_ASSIGNMENT_
Your answer is the lines below, exactly, from the one that contains "Target: silver car" through the one that contains "Target: night sky", both included.

_INPUT MATERIAL_
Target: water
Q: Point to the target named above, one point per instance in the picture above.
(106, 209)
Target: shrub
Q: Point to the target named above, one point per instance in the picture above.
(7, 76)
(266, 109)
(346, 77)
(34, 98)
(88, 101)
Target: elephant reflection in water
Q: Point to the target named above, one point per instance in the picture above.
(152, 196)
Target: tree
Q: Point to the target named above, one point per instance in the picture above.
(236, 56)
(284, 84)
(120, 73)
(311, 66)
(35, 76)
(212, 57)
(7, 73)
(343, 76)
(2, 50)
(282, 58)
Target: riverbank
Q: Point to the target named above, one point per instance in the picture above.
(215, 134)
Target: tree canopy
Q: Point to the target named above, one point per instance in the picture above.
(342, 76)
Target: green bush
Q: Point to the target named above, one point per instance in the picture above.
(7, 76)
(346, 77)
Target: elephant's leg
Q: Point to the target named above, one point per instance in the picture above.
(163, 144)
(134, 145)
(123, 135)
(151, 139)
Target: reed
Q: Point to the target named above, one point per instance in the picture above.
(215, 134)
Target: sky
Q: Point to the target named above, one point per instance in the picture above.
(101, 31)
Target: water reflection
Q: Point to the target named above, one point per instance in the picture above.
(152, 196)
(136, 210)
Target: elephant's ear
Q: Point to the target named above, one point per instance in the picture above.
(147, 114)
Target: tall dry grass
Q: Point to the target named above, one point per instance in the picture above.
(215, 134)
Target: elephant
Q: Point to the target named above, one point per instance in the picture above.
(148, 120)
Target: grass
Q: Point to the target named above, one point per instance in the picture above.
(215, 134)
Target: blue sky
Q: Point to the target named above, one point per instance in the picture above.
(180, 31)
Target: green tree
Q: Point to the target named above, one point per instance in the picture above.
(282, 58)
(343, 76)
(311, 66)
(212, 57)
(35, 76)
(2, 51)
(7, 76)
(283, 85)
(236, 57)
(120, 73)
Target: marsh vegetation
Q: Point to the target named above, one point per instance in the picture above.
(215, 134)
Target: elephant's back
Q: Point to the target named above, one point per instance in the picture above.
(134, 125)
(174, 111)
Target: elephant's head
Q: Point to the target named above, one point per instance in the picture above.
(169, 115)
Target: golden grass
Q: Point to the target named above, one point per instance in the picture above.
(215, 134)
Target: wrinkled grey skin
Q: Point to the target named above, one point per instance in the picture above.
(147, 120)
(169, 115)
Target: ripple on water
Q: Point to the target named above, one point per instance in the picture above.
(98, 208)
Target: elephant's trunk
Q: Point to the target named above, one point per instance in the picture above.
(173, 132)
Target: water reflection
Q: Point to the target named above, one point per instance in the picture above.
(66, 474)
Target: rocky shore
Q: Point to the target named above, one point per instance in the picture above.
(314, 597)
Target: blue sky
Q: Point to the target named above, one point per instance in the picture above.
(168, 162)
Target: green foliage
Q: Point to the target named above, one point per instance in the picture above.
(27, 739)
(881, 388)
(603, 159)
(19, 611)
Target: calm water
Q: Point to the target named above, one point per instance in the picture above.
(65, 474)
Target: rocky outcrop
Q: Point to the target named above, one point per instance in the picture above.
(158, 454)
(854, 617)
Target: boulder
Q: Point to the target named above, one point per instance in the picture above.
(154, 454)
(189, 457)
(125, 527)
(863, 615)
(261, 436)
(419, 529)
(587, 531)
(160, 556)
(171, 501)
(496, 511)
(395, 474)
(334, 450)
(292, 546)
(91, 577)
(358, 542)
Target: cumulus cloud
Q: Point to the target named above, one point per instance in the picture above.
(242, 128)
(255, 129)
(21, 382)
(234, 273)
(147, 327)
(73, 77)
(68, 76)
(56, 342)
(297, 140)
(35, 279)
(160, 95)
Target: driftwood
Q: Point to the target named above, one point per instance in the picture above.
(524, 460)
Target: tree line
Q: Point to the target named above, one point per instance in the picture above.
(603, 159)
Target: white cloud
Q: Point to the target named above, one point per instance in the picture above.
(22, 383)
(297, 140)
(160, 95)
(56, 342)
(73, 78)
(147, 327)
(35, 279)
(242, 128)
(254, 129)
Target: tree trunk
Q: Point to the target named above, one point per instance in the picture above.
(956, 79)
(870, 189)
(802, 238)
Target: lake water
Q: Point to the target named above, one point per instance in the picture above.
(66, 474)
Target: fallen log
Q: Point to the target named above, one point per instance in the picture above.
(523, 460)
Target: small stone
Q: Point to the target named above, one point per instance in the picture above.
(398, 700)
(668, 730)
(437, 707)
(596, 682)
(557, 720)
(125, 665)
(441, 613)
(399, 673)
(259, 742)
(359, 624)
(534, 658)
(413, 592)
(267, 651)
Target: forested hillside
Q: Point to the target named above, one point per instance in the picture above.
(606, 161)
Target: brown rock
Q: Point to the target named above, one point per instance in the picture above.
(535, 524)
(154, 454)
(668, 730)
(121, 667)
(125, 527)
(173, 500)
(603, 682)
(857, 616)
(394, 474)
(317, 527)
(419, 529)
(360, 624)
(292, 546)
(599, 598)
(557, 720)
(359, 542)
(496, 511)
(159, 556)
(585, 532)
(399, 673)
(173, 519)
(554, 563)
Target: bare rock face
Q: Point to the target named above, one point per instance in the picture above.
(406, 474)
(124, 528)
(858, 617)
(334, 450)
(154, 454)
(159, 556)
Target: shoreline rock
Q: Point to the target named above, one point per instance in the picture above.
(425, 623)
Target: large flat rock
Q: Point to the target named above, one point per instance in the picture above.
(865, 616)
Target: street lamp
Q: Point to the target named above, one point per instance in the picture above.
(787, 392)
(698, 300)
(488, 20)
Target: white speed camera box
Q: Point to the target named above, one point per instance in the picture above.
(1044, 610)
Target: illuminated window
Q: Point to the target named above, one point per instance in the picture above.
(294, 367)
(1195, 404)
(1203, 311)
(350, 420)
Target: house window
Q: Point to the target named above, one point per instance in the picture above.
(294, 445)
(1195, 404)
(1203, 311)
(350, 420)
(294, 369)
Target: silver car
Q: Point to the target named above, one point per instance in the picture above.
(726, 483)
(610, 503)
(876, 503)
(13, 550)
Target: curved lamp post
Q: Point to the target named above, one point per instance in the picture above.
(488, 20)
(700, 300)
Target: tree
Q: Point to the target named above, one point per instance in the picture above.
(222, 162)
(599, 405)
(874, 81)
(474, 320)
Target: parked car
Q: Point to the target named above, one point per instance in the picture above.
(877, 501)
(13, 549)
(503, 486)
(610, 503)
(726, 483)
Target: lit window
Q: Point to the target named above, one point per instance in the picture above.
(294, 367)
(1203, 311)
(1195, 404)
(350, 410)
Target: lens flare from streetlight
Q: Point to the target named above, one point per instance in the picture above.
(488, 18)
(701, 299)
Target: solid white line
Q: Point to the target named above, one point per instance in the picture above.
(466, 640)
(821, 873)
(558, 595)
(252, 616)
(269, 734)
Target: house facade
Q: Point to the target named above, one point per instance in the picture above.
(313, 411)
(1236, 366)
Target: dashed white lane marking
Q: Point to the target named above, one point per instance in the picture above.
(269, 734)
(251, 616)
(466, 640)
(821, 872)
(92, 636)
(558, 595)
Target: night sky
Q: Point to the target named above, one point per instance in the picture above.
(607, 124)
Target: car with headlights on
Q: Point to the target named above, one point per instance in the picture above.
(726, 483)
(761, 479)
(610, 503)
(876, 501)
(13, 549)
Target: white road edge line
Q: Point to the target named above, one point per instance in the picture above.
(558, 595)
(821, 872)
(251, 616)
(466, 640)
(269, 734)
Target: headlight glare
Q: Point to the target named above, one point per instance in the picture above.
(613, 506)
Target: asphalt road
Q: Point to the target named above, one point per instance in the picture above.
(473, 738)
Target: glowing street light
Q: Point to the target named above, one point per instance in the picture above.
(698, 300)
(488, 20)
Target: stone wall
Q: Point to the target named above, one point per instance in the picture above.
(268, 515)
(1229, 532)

_SOLUTION_
Target: silver car
Q: Point to the target named above, one point per instance in the picture above.
(726, 483)
(610, 503)
(876, 503)
(13, 550)
Target: curved lamp post
Q: Point to the target named above, one point per instance in the picture above.
(488, 20)
(700, 300)
Target: tree
Q: Point to the target named above, one point per instance in the picture above.
(222, 162)
(599, 405)
(874, 81)
(474, 320)
Target: parked car
Q: Point to the target named above, one point per instance in the picture above.
(877, 501)
(13, 549)
(503, 486)
(610, 503)
(726, 483)
Target: lit window
Q: Point to the target named above, one point per instance in the picture above.
(294, 367)
(1203, 311)
(1195, 404)
(350, 410)
Target: lens flare from streetlight
Q: Point to the target named above, one point per instance in the picture above.
(488, 18)
(701, 299)
Target: solid white line
Q: Point to the target named above, one point per instance in the picture above.
(466, 640)
(821, 873)
(558, 595)
(252, 616)
(269, 734)
Target: house facade
Q: Point to the target named above, one point per instance in the picture above.
(313, 411)
(1236, 366)
Target: dashed white lane marking
Q: Point to the target named above, one point per instance in the picture above.
(269, 734)
(251, 616)
(466, 640)
(821, 872)
(92, 636)
(558, 595)
Target: night sky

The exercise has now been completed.